TASK OBJECTIVE: Please write out every item below line for line, with no changes, and leave the pictures out of your answer.

GIVEN DATA section start

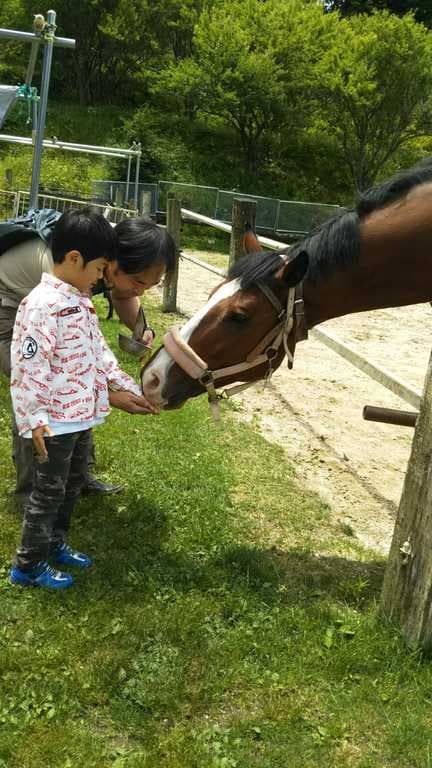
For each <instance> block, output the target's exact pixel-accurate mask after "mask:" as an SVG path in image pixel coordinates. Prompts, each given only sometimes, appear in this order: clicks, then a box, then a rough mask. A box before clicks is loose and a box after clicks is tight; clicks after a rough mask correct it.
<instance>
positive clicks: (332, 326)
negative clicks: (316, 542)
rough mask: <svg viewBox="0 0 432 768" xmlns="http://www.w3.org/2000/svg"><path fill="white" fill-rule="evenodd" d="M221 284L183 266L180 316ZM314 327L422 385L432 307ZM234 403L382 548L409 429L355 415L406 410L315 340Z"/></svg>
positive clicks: (302, 474)
mask: <svg viewBox="0 0 432 768" xmlns="http://www.w3.org/2000/svg"><path fill="white" fill-rule="evenodd" d="M193 255H195V256H197V257H198V258H203V256H204V254H202V253H193ZM219 281H220V279H219V278H218V277H217V276H216V275H213V274H211V273H209V272H207V271H204V270H203V269H200V268H199V267H197V266H195V265H194V264H192V263H190V262H187V261H183V262H182V264H181V267H180V280H179V294H178V305H179V308H180V310H181V311H183V312H185V313H187V314H192V313H193V312H195V311H196V310H197V309H198V308H199V307H200V306H202V304H203V303H204V302H205V300H206V296H207V294H208V292H209V290H210V289H211V288H212V287H213V286H214V285H216V284H217V283H218V282H219ZM321 327H322V328H323V329H324V330H325V329H328V330H329V331H331V332H332V333H334V335H335V336H337V337H338V338H339V339H341V340H342V341H346V342H348V343H351V344H352V346H353V347H354V348H355V349H356V350H357V351H358V352H360V353H361V354H362V355H364V356H365V357H366V358H367V359H368V360H370V361H371V362H372V363H375V364H376V365H379V366H380V367H382V368H385V369H387V370H388V371H389V372H391V373H393V374H394V375H395V377H396V378H398V379H400V380H402V381H404V382H406V383H408V384H410V385H411V386H413V387H415V388H416V389H418V390H421V389H422V385H423V379H424V376H425V373H426V368H427V363H428V360H429V354H430V348H431V342H430V336H431V328H432V310H431V307H430V305H417V306H414V307H404V308H400V309H386V310H380V311H376V312H368V313H361V314H357V315H349V316H348V317H345V318H339V319H337V320H331V321H329V322H327V323H325V324H323V325H322V326H321ZM238 400H239V401H240V402H241V404H242V406H241V409H240V412H239V416H240V418H243V419H245V420H247V421H250V422H251V423H253V424H254V425H255V426H256V428H258V429H259V430H260V431H261V433H262V434H263V435H264V436H265V438H266V439H268V440H269V441H272V442H274V443H277V444H278V445H279V446H281V447H282V449H283V450H284V452H285V453H286V455H287V457H288V459H289V460H290V461H291V462H292V463H293V464H294V465H295V467H296V471H297V475H298V478H299V480H300V482H301V483H304V484H305V485H306V486H308V487H309V488H311V489H313V490H315V491H317V492H318V493H319V494H320V495H321V497H322V498H324V499H325V500H326V501H327V503H328V504H329V506H330V508H331V509H332V512H333V514H334V516H335V519H336V520H338V521H339V522H340V523H341V524H342V525H344V526H349V528H350V530H351V531H352V533H353V535H355V536H356V537H357V538H358V540H359V541H361V542H362V543H363V544H365V545H367V546H369V547H371V548H373V549H375V550H377V551H380V552H387V551H388V548H389V546H390V542H391V536H392V531H393V527H394V520H395V515H396V511H397V505H398V501H399V498H400V494H401V490H402V484H403V479H404V475H405V471H406V467H407V461H408V458H409V453H410V447H411V441H412V436H413V430H412V429H409V428H406V427H396V426H390V425H384V424H377V423H373V422H366V421H363V419H362V409H363V406H364V405H365V404H372V405H381V406H385V407H389V408H401V409H404V410H412V408H411V406H409V405H407V404H406V403H404V402H402V401H401V400H400V399H399V398H397V397H396V396H395V395H393V394H392V393H391V392H390V391H389V390H387V389H385V388H384V387H383V386H381V385H380V384H378V383H376V382H374V381H373V380H372V379H370V378H369V377H368V376H366V375H365V374H363V373H361V372H360V371H359V370H357V369H356V368H354V367H353V366H352V365H351V364H350V363H348V362H346V361H345V360H344V359H343V358H342V357H340V356H339V355H337V354H336V353H334V352H332V351H331V350H329V349H327V348H326V347H325V346H323V345H322V344H321V343H319V342H318V341H316V340H314V339H309V340H308V341H306V342H302V343H301V344H299V345H298V346H297V350H296V357H295V363H294V369H293V370H292V371H288V370H287V368H286V366H285V364H283V365H282V366H281V368H279V370H278V371H277V372H276V373H275V374H274V376H273V379H272V382H271V384H270V385H269V386H268V387H266V389H265V390H263V388H262V385H257V386H256V387H253V388H251V389H249V390H248V391H247V392H246V393H244V394H243V395H241V396H239V398H238Z"/></svg>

GIVEN DATA section end

RESULT OF THIS TASK:
For each <instance> block, output the target's exact pixel-accurate mask after "mask:" as an SVG path in image pixel coordinates. Prompts, each given only sometimes, appear in this order: clicks, then a box, then a rough mask. A box before clicks is loose and a box after clicks is tight; clicks after a rough mask correct it.
<instance>
positive clicks: (332, 326)
negative clicks: (316, 542)
rough mask: <svg viewBox="0 0 432 768" xmlns="http://www.w3.org/2000/svg"><path fill="white" fill-rule="evenodd" d="M221 284L183 266L180 316ZM314 327L422 385L432 307ZM234 403L382 548L409 429L355 415L406 410L315 340Z"/></svg>
positive clicks: (302, 474)
mask: <svg viewBox="0 0 432 768" xmlns="http://www.w3.org/2000/svg"><path fill="white" fill-rule="evenodd" d="M193 255H195V256H197V257H198V258H203V256H204V254H202V253H193ZM219 281H220V279H219V278H218V277H217V276H216V275H213V274H211V273H209V272H207V271H204V270H203V269H200V268H199V267H197V266H195V265H194V264H192V263H190V262H187V261H183V262H182V264H181V267H180V280H179V294H178V305H179V308H180V310H181V311H183V312H185V313H187V314H192V313H193V312H195V311H196V310H197V309H198V308H199V307H200V306H202V304H203V303H204V302H205V300H206V296H207V294H208V292H209V290H210V289H211V288H212V287H213V286H214V285H216V284H217V283H218V282H219ZM321 327H322V328H323V329H324V330H325V329H328V330H329V331H331V332H332V333H334V335H335V336H337V337H338V338H339V339H341V340H342V341H346V342H348V343H351V344H352V346H353V347H354V348H355V349H356V350H357V351H358V352H360V353H361V354H362V355H364V356H365V357H366V358H367V359H368V360H370V361H371V362H372V363H375V364H376V365H379V366H380V367H382V368H385V369H387V370H388V371H389V372H391V373H393V374H394V375H395V377H396V378H398V379H400V380H402V381H404V382H406V383H408V384H410V385H411V386H413V387H415V388H416V389H418V390H421V389H422V385H423V379H424V376H425V373H426V368H427V363H428V360H429V354H430V348H431V342H430V336H431V328H432V310H431V307H430V305H417V306H414V307H404V308H400V309H386V310H380V311H376V312H368V313H361V314H357V315H349V316H348V317H345V318H339V319H337V320H331V321H329V322H327V323H325V324H323V325H322V326H321ZM238 400H239V401H240V402H241V404H242V406H241V409H240V412H239V416H240V418H243V419H245V420H247V421H250V422H251V423H253V424H254V425H255V426H256V428H258V429H259V430H260V431H261V433H262V434H263V435H264V436H265V438H266V439H268V440H269V441H272V442H274V443H277V444H278V445H279V446H281V447H282V449H283V450H284V452H285V453H286V455H287V457H288V459H289V460H290V461H291V462H292V463H293V464H294V465H295V467H296V471H297V475H298V478H299V480H300V482H301V483H304V484H305V485H306V486H308V487H309V488H311V489H313V490H315V491H317V492H318V493H319V494H320V495H321V497H322V498H324V499H325V500H326V501H327V503H328V504H329V506H330V508H331V509H332V512H333V514H334V516H335V519H336V520H338V521H339V522H340V523H341V524H342V525H344V526H349V528H350V530H351V531H352V533H353V535H355V536H356V537H357V538H358V540H359V541H361V542H362V543H363V544H365V545H367V546H369V547H371V548H373V549H375V550H377V551H380V552H387V551H388V548H389V546H390V542H391V536H392V531H393V527H394V520H395V515H396V511H397V505H398V501H399V498H400V494H401V490H402V484H403V479H404V475H405V471H406V467H407V461H408V458H409V453H410V447H411V441H412V436H413V430H412V429H409V428H406V427H396V426H390V425H384V424H377V423H373V422H366V421H363V419H362V409H363V406H364V405H365V404H372V405H381V406H385V407H389V408H401V409H404V410H412V408H411V406H409V405H407V404H406V403H404V402H402V401H401V400H400V399H399V398H397V397H396V396H395V395H393V394H392V393H391V392H390V391H389V390H387V389H385V388H384V387H383V386H381V385H380V384H378V383H376V382H374V381H373V380H372V379H370V378H369V377H368V376H366V375H365V374H363V373H361V372H360V371H359V370H357V369H356V368H354V367H353V366H352V365H351V364H350V363H348V362H346V361H345V360H344V359H343V358H342V357H340V356H339V355H337V354H336V353H334V352H332V351H331V350H329V349H327V348H326V347H325V346H323V345H322V344H321V343H319V342H318V341H316V340H314V339H309V340H308V341H306V342H302V343H301V344H299V345H298V346H297V350H296V357H295V363H294V369H293V370H292V371H288V370H287V368H286V366H285V364H283V365H282V366H281V368H279V370H278V371H277V372H276V373H275V374H274V376H273V379H272V382H271V384H270V385H269V386H268V387H266V389H265V390H263V388H262V385H257V386H256V387H253V388H251V389H249V390H248V391H247V392H246V393H244V394H243V395H241V396H239V398H238Z"/></svg>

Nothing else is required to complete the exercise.